[Start of Attachment]

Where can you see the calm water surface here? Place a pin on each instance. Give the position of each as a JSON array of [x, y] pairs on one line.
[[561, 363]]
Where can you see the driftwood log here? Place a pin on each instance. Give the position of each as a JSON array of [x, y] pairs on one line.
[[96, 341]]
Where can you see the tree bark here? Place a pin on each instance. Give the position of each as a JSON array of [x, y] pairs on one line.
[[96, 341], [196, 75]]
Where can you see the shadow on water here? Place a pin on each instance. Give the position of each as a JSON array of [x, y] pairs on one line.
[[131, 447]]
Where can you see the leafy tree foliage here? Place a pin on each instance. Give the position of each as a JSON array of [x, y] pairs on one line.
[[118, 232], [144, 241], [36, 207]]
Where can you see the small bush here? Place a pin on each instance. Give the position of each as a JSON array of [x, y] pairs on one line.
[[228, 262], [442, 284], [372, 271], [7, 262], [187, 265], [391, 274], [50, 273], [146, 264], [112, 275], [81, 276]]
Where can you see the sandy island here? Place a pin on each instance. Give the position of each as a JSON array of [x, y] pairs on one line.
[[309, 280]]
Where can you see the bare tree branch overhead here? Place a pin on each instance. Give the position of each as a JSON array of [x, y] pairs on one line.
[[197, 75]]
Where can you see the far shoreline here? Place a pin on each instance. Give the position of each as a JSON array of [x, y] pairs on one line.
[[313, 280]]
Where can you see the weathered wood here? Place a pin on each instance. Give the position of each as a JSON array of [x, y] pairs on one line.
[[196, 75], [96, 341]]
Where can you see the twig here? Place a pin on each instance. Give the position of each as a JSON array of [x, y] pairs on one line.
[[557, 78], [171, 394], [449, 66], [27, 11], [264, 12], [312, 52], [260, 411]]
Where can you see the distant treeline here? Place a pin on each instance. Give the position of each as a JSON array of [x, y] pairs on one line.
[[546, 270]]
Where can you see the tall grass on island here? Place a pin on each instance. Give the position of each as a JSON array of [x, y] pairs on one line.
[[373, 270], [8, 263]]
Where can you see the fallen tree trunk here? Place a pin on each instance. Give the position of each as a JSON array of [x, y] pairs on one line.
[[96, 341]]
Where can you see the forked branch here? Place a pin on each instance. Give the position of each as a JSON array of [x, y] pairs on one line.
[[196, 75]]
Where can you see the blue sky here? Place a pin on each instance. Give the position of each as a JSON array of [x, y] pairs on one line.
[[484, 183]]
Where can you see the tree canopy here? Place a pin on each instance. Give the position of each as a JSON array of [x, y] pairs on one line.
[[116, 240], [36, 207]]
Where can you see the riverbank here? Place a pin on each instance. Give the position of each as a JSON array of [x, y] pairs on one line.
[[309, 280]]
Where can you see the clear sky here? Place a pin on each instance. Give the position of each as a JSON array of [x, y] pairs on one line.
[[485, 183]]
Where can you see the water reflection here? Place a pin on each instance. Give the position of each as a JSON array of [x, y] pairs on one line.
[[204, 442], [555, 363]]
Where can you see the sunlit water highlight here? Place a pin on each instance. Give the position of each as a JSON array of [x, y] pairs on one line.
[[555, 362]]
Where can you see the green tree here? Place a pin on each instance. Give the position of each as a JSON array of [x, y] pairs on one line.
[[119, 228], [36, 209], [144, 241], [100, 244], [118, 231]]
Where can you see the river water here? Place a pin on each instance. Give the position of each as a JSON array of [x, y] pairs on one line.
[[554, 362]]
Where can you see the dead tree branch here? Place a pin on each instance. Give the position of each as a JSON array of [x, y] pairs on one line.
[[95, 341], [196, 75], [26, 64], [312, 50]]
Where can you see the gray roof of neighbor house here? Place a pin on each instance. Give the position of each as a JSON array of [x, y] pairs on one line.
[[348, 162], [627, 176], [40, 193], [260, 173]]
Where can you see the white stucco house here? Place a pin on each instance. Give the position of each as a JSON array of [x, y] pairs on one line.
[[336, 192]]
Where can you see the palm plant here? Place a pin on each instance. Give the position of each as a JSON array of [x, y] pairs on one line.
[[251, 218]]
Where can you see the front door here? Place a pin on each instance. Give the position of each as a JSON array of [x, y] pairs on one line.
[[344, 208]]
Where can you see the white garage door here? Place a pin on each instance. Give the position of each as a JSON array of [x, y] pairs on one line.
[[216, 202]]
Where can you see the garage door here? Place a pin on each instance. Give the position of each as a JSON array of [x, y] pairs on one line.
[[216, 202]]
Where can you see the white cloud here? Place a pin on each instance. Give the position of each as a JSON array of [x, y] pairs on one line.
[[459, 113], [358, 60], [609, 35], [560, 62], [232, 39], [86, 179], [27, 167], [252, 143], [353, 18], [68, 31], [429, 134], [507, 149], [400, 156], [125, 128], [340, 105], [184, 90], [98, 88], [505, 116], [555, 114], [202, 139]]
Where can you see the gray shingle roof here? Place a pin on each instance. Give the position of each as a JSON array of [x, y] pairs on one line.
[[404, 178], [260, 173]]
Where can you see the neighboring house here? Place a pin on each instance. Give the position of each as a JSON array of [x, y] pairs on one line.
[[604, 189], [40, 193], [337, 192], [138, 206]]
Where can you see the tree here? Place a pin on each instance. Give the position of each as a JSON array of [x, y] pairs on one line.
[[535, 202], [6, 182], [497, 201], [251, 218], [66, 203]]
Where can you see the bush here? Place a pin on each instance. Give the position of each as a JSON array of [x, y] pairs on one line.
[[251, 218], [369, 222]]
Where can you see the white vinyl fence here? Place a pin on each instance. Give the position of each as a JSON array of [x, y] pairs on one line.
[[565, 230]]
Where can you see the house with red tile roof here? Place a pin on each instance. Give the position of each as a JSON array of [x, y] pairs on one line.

[End of Attachment]

ABOUT THIS EXERCISE: Each entry is to be retyped exactly as it appears.

RESULT:
Where can you see the calm water surface here? Place a pin on each instance. Give the position of each as a JSON array of [x, y] pairs on one line.
[[561, 363]]
Where can you see the driftwood log here? Place a pin on each instance. Give the position of each as a JSON array of [x, y] pairs on one line.
[[96, 341]]
Where can you see the tree bark here? Place a pin on each instance. Give the position of each as a JSON array of [x, y] pairs on one line.
[[96, 341], [196, 75]]
Where can you see the shadow on water here? Place a pin on each instance. Give the position of each as a JSON array of [x, y] pairs on one line.
[[131, 447]]
Where can you see the leafy tree foliage here? Place a pin on each instance. Give the position of each as a JSON array of [x, y] pairs on one line.
[[118, 232], [144, 241], [36, 207]]
Where can you see the small bush here? Place a pin on each instance. Give the position of each as a JSON array of [x, y] pairs on one line.
[[228, 262], [442, 284], [372, 271], [7, 262], [187, 265], [391, 274], [50, 273], [146, 264], [112, 275], [81, 276]]
Where can you see the sandy island here? Place a pin on each instance. Give the position of each as a JSON array of [x, y] pairs on one line.
[[309, 280]]
Where can you see the bare tree branch overhead here? Place a pin on each instance. Give the position of each as a JSON array of [x, y] pairs on one line.
[[197, 75]]
Where can you see the far shoreline here? Place a pin on each instance. Give the position of each as a JSON array of [x, y] pairs on one line.
[[313, 280]]
Where can you see the weathered wood here? Place a pin on each instance. Give the position of each as a JSON array of [x, y] pairs on one line.
[[196, 75], [96, 341]]
Where can you see the twig here? Place a pin on each instance. Give the position of each as a JSON array of [x, y] pairs on one line.
[[557, 78], [171, 394], [449, 66], [27, 11], [264, 12], [312, 52], [260, 411]]
Where can you see the distant treeline here? Place a pin on each instance. Give the position of each as a JSON array of [x, y] pairs on one line.
[[546, 270]]
Where can you see the tall grass on island here? Place a pin on each instance. Give the position of each as a JSON array of [x, y] pairs on one line.
[[373, 270], [8, 263]]
Where can you see the fallen tree trunk here? Place a pin on each instance. Give the position of each as a JSON array of [x, y] pairs on one line.
[[96, 341]]
Where can you see the forked branch here? Place a pin on each instance. Give the position of each as a JSON array of [x, y] pairs on one line.
[[196, 75]]
Where can you see the blue sky here? Place a pin on each instance. Give the position of each as a JSON array of [x, y] pairs on one line.
[[484, 183]]
Where can you see the tree canopy here? Place a pin on each instance. Give the position of each as a JSON array of [x, y] pairs on one line.
[[116, 240], [36, 207]]
Where can you see the riverbank here? Place a pin on each instance. Give the position of each as a JSON array of [x, y] pairs on one line.
[[309, 280]]
Where can you see the clear sky here? Place a pin on each instance. Give the position of each as a JSON array of [x, y] pairs on one line.
[[485, 183]]
Where can you see the water reflection here? Place a pin on each instance. Give the position of each as a JSON array of [x, y] pairs on one line.
[[204, 442], [555, 363]]
Where can you see the sunlit water highlight here? Place a pin on each instance. Give the position of each as a JSON array of [x, y] pairs on one line.
[[555, 362]]
Where can you see the green tree here? Place a pin on each instance. Give the position of each as a JSON array of [x, y] pairs on one line.
[[119, 228], [36, 209], [144, 241], [100, 244], [118, 231]]
Where can you see the river water here? Place a pin on each instance. Give the position of each as a JSON array of [x, y] pairs on one line.
[[554, 362]]
Where can you see the dead tree branch here? Place a pin on each instance. Give the position of each as a JSON array of [x, y] pairs on one line.
[[95, 341], [196, 75], [26, 64], [312, 50]]
Where can you see the gray roof of neighbor house here? Place a pin on each instance. Give the position of each as a JSON array of [x, y] pairs on one line.
[[348, 162], [627, 176], [40, 193], [260, 173]]
Where can you see the white stucco house here? Place a pin on each instance. Give the position of each as a JSON array of [x, y] pairs on one line.
[[336, 192]]
Where can you see the palm plant here? Place a pin on each instance. Give the position of each as a JSON array of [x, y] pairs on one line.
[[251, 218]]
Where can you see the front door here? Place a pin on each instance. Give the position of each as a JSON array of [x, y] pairs on one line.
[[344, 208]]
Where can you see the white garage door here? Place a pin on each instance. Give the position of each as a JSON array of [x, y] pairs on one line.
[[216, 202]]
Where can you see the garage door here? Place a pin on each instance. Give the position of each as a JSON array of [x, y] pairs on one line.
[[216, 202]]
Where can you see the white cloud here? Place a pin on each instance. Give the position of each as a JSON array of [x, y] pairs on one line.
[[459, 113], [358, 60], [609, 35], [560, 62], [232, 39], [86, 179], [27, 167], [252, 143], [353, 18], [68, 31], [429, 134], [507, 149], [400, 156], [125, 128], [340, 105], [184, 90], [98, 88], [505, 116], [555, 114], [202, 139]]
Where can you see the gray shingle roof here? Place a pin on each instance. Give the position of each as a JSON array of [x, y] pairs on one line.
[[404, 178], [260, 173]]
Where can you see the neighboring house here? Place a pin on each instance. Give the position of each as a JSON array of [x, y] pairs on one line.
[[604, 189], [40, 193], [337, 192], [138, 206]]
Where can you see the tree here? Place a pin on each instance. Give the position of each as a JSON array of [x, y] pairs on one line.
[[535, 202], [6, 182], [497, 201], [251, 218], [66, 203]]
Where can you see the bush here? Place a pin on each instance. Give the position of each as a JSON array of [x, y] pairs on one line.
[[251, 218], [369, 222]]
Where can you see the white vinyl fence here? Place a pin on each instance. Give the position of each as a JSON array of [x, y] pairs on one line.
[[565, 230]]
Where can you see the house with red tile roof here? Place a pin on each instance. Give the position of each as a JSON array of [x, y] pairs on one line.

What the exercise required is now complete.